== Passage provided ==

The Falmouth-Cathedral Cave System is located off Highway 90 in Suwannee County due west of Live Oak, Florida. There are several karst windows into the system as the main conduit makes its way from Cathedral Canyon Sink to Ellaville Springs on the Suwannee River. Additionally, the system has been hydrologically connected to the Edwards-Suwanneecoochee system via dye tracing. 

Exploration History

Conditions in the system have minimized the opportunities for exploration of this system over the past twenty-five years. There is an entire chapter dedicated to exploration of this system in the book Caverns Measureless to Man. Sheck Exley explored the system to a penetration of over 10,900’ in 1990, but then continued exploration was halted until 2003 due to challenges in water quality and access. Between 2003 and 2005, exploration of the system resumed, and Todd Leonard and Bjarne Knudsen pushed the exploration of Cathedral beyond 17,000’. However, years of persistent drought caused the flow to reduce to a trickle for several years, and in 2014, the NSS-CDS closed access to the property.

In the fall of 2015, KUR member Derek Ferguson noticed a photo posted to social media of Falmouth Springs. For the first time in many years it appeared that the system would be diveable and exploration may be possible.

Permits for access to both Falmouth Springs and Cathedral Canyon were granted by the Suwannee River Water Management District and the NSS-CDS, and diving operations commenced. In October 2015, KUR divers had a meeting to discuss the goals and standards for the project. KUR divers also replaced 7000’ of line beginning from the entrance in Falmouth to approximately 4500’ past Cathedral, installed safety bottle depots at 2200’, 4500’, 6000’, and 8000’, and installed a decompression habitat in Cathedral Sink.

In November and December, KUR divers began the process of exploring the system and conducting scientific research. The current end of the line is nearly 19,000’ past Cathedral, and radio location beacons have been used to validate Sheck Exley’s survey. Additionally, water and biological specimen samples and data have been collected throughout the system.

Unique Challenges

Aside from the distances posed by continued exploration in the Falmouth-Cathedral system, there are other unique challenges:
  • While the system averages approximately 150’ deep, the depths vary throughout the system from a maximum of over 185’ to as shallow as 70’. These variations in depth mean that a diver is at risk of violating a decompression ceiling or suffering a squeeze/block. Additionally, divers expend precious inflation and diluent gas with the constant depth changes.
  • Visibility in the system averages 10-20’. With a main trunk passage in excess of 40’ in width, this means that divers need to remain extremely focused or risk losing their guideline.
  • Decompression obligations. The most recent exploration dives have had bottom times in excess of 300 minutes at an average depth of 150’.



Partners

Science in Falmouth-Cathedral is being conducted by Florida A&M and the Suwannee River Water Management District. Equipment support has been provided by Dive Rite and D3 Diving/Suex.

===
== Material shown ==

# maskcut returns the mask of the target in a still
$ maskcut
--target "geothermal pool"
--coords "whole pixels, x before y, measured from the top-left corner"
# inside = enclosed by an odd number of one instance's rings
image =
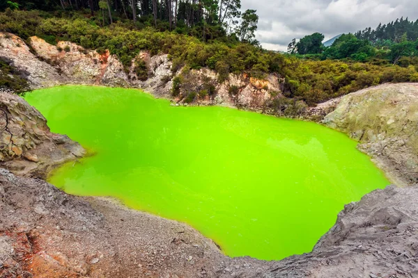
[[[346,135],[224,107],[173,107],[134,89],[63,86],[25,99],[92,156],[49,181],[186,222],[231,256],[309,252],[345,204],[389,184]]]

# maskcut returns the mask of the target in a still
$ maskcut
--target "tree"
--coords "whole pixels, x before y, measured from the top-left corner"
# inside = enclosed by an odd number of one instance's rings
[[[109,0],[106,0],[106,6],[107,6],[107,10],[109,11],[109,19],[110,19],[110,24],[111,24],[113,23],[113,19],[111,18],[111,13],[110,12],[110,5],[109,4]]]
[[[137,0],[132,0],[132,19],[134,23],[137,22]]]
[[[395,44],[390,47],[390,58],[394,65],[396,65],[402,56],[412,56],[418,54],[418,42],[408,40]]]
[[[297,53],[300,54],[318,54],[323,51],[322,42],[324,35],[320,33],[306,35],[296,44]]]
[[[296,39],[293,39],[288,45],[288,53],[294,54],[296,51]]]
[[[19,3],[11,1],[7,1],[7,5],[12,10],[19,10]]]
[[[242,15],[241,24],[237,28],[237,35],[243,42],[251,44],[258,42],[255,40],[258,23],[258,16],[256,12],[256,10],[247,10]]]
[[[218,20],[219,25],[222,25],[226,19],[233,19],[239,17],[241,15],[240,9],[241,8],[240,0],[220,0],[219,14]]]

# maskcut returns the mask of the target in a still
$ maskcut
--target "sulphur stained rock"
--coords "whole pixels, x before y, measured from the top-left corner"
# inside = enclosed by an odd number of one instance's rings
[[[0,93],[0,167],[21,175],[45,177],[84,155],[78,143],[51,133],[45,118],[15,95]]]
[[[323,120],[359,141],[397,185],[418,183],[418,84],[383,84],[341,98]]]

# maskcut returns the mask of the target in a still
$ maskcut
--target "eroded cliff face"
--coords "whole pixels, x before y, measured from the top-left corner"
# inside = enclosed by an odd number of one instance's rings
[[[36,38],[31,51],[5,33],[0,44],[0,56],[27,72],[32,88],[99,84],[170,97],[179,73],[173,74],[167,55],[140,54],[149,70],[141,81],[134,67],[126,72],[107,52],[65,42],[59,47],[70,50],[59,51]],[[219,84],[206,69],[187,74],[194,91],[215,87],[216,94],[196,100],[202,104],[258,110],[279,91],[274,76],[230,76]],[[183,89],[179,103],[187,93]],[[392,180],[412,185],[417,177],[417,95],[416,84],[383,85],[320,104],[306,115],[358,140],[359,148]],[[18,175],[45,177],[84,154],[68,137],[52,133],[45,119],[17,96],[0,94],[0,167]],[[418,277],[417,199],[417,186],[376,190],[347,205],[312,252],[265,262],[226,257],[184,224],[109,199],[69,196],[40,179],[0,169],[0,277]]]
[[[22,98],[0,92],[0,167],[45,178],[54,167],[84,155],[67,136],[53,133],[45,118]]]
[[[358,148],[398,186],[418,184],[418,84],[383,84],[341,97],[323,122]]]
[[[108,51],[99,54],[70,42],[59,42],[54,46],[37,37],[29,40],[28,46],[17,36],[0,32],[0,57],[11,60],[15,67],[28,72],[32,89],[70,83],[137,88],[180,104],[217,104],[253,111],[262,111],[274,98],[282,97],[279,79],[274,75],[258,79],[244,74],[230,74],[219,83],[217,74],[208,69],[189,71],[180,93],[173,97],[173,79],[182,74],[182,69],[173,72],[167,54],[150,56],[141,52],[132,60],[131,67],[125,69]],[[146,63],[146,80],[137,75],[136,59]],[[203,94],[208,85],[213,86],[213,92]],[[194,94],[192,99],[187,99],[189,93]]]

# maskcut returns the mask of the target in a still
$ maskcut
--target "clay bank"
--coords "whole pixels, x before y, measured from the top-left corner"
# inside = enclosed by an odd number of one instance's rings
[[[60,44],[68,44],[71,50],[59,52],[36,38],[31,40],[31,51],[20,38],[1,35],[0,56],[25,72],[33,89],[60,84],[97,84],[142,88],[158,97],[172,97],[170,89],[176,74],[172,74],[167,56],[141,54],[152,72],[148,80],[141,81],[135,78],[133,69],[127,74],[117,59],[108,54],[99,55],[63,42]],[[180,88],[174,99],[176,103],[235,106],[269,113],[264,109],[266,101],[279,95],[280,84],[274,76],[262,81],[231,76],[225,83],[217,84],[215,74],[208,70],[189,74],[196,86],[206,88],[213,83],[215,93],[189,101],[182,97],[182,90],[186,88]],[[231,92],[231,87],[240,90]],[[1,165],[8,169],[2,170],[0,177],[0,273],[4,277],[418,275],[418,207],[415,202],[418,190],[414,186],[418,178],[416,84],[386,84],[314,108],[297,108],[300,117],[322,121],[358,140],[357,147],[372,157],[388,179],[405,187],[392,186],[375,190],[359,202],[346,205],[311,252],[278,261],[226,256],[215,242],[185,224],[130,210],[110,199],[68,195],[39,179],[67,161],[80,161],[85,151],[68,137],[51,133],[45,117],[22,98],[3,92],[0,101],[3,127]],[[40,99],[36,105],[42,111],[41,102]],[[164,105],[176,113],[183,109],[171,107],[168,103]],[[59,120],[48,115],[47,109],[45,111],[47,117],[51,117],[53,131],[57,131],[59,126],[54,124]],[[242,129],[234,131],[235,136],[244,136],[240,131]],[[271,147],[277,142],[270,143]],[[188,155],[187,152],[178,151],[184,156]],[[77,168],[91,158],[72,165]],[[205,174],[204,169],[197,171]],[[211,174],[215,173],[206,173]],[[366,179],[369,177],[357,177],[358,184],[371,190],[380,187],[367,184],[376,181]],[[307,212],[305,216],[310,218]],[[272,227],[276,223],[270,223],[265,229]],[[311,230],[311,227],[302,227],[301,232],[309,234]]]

===

Task 1 =
Revise the Falmouth-Cathedral passage by reproducing it starting at "In November and" and ending at "constant depth changes.", with "radio location beacons" replaced by "acoustic beacons".
Task 2 =
According to the Falmouth-Cathedral passage, which organizations are conducting science in the system?
The data have no connection to the Falmouth-Cathedral passage.

Your solution 1 =
In November and December, KUR divers began the process of exploring the system and conducting scientific research. The current end of the line is nearly 19,000’ past Cathedral, and acoustic beacons have been used to validate Sheck Exley’s survey. Additionally, water and biological specimen samples and data have been collected throughout the system.

Unique Challenges

Aside from the distances posed by continued exploration in the Falmouth-Cathedral system, there are other unique challenges:
  • While the system averages approximately 150’ deep, the depths vary throughout the system from a maximum of over 185’ to as shallow as 70’. These variations in depth mean that a diver is at risk of violating a decompression ceiling or suffering a squeeze/block. Additionally, divers expend precious inflation and diluent gas with the constant depth changes.

Your solution 2 =
Florida A&M and the Suwannee River Water Management District.